Problems to solve
A. In the excerpt on the California vaccination bill, why couldn't Carl Krawitt's son Rhett be vaccinated?
B. Go on with the excerpt on the California vaccination bill debate, starting after its last sentence.

Document section
▼

Parents have been on both sides of the issue, with some calling the vaccination plan an unconstitutional government overreach and others saying it was necessary to save lives.
Carl Krawitt, of Corte Madre near San Francisco, told lawmakers Wednesday that he feared for his 6-year-old son's life during the measles outbreak because the boy, Rhett, couldn't be vaccinated while he was treated for leukemia.
"We're here for the community," Krawitt said. He added, "You have a duty to legislate from solid evidence, not from fear, and keep our schools safe."
Opposing parents have told lawmakers that since vaccines come with risks, they shouldn't be mandated. Many said they would rather homeschool their children than expose them to potentially tainted shots or drugs linked to autism and other developmental diseases, even as the medical community says such connections have been disproved.
Lisa Bakshi, of Roseville near Sacramento, said the bill would trample her rights as a parent. "It's discriminatory," she said. "It's a violation of my children's medical and educational rights."

▲

Input data

▼

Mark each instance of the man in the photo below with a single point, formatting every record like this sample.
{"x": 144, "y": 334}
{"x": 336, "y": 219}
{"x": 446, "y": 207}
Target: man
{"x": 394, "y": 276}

▲

Your responses
A. He was being treated for leukemia.

B.
Pan, however, noted that pockets of low-immunization rates have prompted communities across California to spend large amounts of resources to contain outbreaks.
"Recent events such as the measles outbreak that began in Disneyland last December has proved that our community immunity is weighing to dangerously low levels due to an over decade of increasing use of the personal belief exemption in too many schools," he said.
Republican Minority Leader Bob Huff countered, saying he's concerned that unvaccinated children would be forced into homeschooling, which could deprive them of specialized and advanced classes and socialization available in schools.
He said recent outbreaks have not constituted a crisis.
"If we were talking about an Ebola outbreak," Huff said, "and we had an inoculation against that, I would probably have a different outcome."